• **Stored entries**
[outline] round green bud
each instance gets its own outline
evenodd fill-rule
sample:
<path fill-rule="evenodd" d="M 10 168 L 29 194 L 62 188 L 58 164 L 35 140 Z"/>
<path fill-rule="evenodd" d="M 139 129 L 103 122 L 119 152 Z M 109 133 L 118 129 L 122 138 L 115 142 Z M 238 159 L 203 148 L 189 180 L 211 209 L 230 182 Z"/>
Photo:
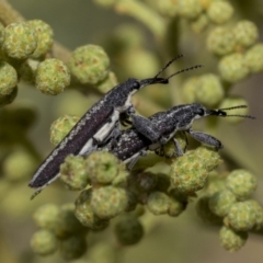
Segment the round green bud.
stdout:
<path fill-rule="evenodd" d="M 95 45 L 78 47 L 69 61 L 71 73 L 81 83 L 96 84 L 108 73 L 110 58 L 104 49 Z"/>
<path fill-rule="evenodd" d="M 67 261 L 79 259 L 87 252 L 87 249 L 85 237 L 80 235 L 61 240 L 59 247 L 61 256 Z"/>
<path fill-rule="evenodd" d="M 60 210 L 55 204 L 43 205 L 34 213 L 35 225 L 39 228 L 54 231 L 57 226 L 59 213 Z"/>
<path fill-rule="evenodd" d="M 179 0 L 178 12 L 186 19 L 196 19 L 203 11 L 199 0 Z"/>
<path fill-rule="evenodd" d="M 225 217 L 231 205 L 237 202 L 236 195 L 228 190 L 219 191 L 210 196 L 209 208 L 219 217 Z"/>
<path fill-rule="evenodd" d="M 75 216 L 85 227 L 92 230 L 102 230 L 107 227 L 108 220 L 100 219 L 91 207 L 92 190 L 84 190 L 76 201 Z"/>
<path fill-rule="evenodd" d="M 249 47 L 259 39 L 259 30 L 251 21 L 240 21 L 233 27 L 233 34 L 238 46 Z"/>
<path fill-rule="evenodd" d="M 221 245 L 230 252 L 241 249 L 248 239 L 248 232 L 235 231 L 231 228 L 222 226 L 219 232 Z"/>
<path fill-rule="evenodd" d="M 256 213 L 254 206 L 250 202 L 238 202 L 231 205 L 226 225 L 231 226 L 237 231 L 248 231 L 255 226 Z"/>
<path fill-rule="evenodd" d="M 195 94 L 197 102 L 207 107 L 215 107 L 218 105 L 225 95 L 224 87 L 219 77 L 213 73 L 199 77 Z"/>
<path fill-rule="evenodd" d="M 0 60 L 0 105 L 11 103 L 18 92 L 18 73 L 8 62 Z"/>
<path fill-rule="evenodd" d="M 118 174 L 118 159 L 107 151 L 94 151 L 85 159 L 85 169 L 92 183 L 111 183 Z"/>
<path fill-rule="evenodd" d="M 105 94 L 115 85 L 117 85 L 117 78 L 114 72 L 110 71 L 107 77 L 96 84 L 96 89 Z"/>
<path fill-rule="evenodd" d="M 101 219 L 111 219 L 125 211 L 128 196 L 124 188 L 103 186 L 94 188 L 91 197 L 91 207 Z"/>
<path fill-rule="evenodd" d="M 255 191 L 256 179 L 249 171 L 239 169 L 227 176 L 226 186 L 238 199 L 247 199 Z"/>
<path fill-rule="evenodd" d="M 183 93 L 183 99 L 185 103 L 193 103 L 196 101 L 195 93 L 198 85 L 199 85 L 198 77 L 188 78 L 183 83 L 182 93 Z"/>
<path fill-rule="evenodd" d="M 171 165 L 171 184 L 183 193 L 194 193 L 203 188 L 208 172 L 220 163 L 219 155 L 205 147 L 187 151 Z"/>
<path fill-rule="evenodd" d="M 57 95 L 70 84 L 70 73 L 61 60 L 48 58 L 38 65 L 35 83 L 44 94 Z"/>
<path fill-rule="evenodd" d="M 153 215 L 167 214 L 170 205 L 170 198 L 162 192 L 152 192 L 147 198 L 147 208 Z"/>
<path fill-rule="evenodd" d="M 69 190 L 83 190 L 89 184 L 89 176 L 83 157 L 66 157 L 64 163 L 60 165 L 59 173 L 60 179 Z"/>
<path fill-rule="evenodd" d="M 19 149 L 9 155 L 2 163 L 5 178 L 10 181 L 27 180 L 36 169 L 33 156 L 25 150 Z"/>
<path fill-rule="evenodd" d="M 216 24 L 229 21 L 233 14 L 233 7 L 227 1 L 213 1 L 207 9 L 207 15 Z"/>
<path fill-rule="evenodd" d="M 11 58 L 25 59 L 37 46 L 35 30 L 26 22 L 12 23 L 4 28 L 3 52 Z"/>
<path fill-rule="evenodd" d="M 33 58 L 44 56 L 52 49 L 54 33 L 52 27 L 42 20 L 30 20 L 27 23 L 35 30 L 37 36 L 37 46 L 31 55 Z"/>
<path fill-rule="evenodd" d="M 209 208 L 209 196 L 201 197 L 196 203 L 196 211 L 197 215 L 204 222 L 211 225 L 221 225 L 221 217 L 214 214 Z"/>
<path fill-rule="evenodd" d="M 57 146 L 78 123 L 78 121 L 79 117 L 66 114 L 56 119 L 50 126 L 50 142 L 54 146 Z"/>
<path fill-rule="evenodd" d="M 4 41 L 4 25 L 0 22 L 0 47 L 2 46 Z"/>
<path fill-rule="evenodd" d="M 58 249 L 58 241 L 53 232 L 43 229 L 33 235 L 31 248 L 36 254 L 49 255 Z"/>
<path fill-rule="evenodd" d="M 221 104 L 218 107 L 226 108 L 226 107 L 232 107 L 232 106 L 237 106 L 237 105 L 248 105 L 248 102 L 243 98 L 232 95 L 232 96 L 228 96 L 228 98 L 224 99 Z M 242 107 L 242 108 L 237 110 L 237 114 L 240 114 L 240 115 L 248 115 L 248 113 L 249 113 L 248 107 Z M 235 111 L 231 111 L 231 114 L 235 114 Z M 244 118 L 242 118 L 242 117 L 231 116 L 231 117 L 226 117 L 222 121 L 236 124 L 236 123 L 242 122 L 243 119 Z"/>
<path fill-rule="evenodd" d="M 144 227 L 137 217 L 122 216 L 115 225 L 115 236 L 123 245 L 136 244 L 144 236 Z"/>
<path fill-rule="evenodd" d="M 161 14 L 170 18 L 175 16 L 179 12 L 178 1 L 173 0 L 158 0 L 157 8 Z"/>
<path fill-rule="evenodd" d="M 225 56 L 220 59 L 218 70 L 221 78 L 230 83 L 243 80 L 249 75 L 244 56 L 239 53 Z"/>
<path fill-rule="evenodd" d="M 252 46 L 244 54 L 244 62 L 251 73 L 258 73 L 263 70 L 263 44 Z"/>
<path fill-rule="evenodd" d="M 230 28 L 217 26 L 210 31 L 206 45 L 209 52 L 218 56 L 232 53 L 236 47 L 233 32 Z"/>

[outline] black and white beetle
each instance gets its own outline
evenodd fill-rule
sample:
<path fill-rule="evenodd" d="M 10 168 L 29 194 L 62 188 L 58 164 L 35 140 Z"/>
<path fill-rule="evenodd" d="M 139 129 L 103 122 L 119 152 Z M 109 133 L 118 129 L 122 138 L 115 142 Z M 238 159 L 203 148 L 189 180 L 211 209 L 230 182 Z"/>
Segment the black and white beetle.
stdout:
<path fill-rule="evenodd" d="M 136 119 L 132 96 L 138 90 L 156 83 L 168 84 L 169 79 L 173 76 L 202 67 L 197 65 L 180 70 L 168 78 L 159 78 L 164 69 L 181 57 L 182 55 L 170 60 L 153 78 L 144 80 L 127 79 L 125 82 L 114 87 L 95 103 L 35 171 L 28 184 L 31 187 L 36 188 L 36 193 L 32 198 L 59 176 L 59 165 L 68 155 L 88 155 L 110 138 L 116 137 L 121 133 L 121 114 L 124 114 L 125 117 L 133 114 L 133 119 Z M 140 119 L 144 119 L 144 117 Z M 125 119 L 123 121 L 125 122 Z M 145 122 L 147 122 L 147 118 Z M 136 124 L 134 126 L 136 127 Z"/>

• **Goal**
How many lines in the records above contain the word "green"? Case counts, so only exact-case matches qualify; reply with the number alone.

• **Right answer**
2